▶ Information

- Opening Delimiter -

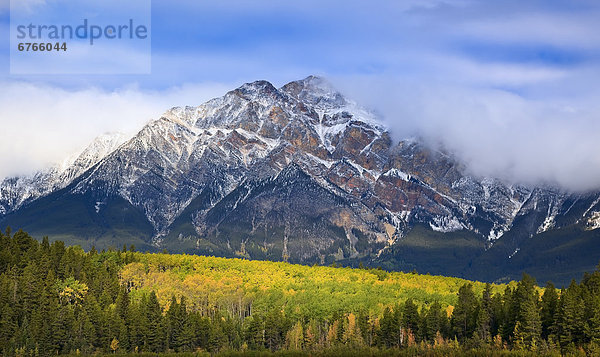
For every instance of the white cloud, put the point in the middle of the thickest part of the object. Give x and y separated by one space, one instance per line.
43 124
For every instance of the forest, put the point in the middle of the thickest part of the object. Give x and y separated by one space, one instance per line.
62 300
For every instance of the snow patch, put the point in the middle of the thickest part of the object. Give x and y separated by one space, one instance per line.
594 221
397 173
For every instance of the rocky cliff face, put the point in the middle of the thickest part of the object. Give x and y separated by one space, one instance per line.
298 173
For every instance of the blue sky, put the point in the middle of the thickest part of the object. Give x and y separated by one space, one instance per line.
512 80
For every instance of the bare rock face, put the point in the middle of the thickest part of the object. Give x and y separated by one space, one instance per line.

- Closing Delimiter -
- Opening Delimiter -

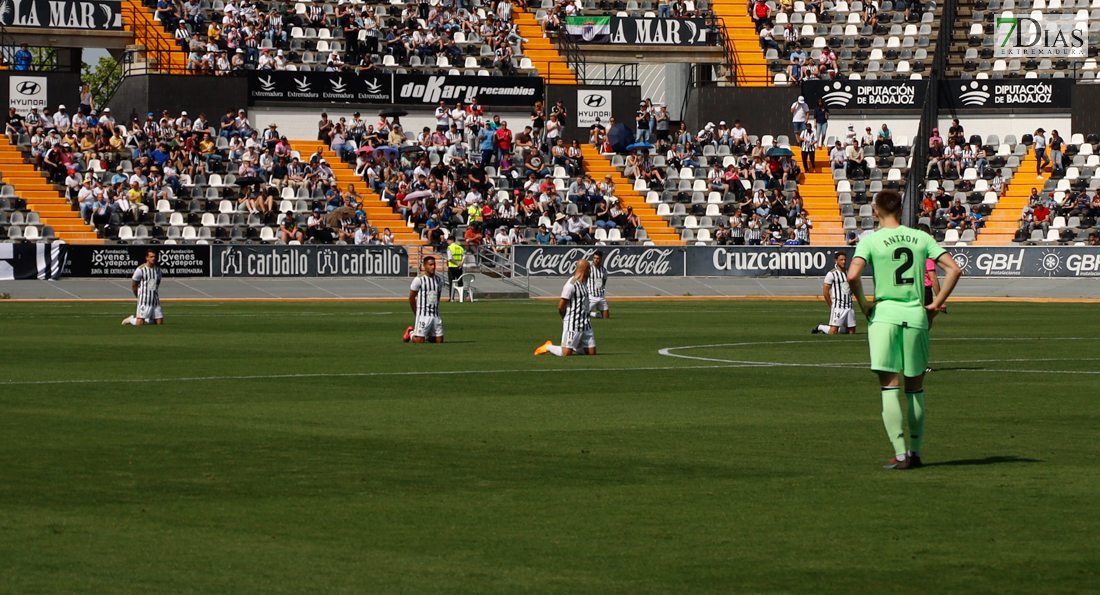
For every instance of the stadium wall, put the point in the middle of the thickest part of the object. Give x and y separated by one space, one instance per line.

- Closing Delimiter -
- Opening Delimiter -

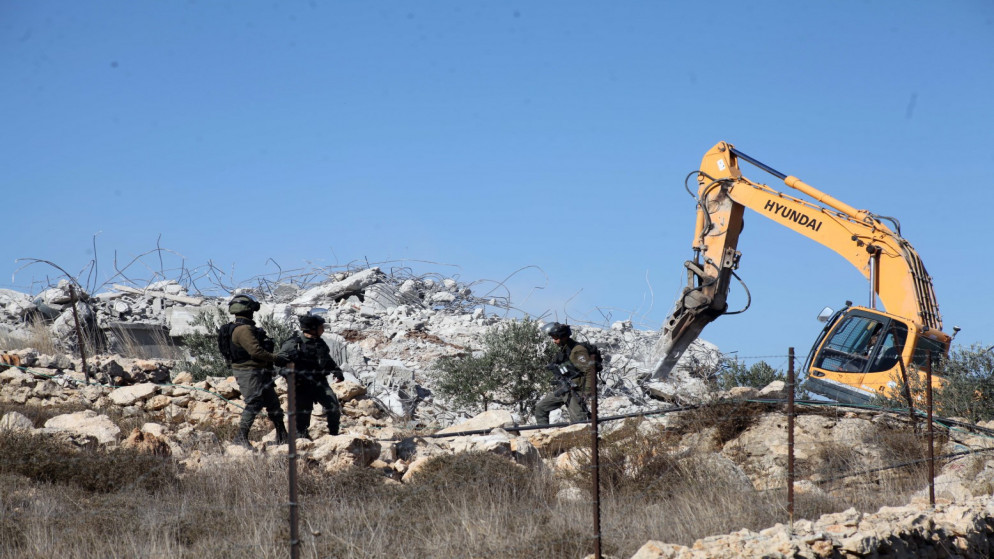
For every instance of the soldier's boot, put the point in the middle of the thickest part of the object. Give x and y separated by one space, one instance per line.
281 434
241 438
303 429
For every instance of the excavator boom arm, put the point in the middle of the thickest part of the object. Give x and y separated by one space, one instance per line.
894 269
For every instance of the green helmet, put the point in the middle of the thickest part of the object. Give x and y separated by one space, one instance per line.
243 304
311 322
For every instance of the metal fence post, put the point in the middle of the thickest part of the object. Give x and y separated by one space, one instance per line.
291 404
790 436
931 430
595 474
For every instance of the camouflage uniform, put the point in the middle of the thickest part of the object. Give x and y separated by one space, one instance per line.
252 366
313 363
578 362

- Closing Delimiter -

▶ What to produce
Your answer should consist only of the lines above between the line holding "For every instance of the snow" and the line holding "For every instance of the bare", inclusive, each transcribed exactly.

▶ Answer to this problem
For every instance of the snow patch, put the point in the middle of the thickest part of the object. Give x and y separated by one space, one instance per line.
594 221
397 173
For every instance of the rocky cliff face, put the point in the middle of the thickest part of the object. Give x and y separated by one space, one instance per line.
298 173
For every instance of the blue sky, put the point in the middle of the thickest part of the object. Give x and y separated by one space, one instance per line.
512 80
For every instance of the bare rock face, put the point in the middle of the thickest part of the object. Give x and y separated by one space, one instance per line.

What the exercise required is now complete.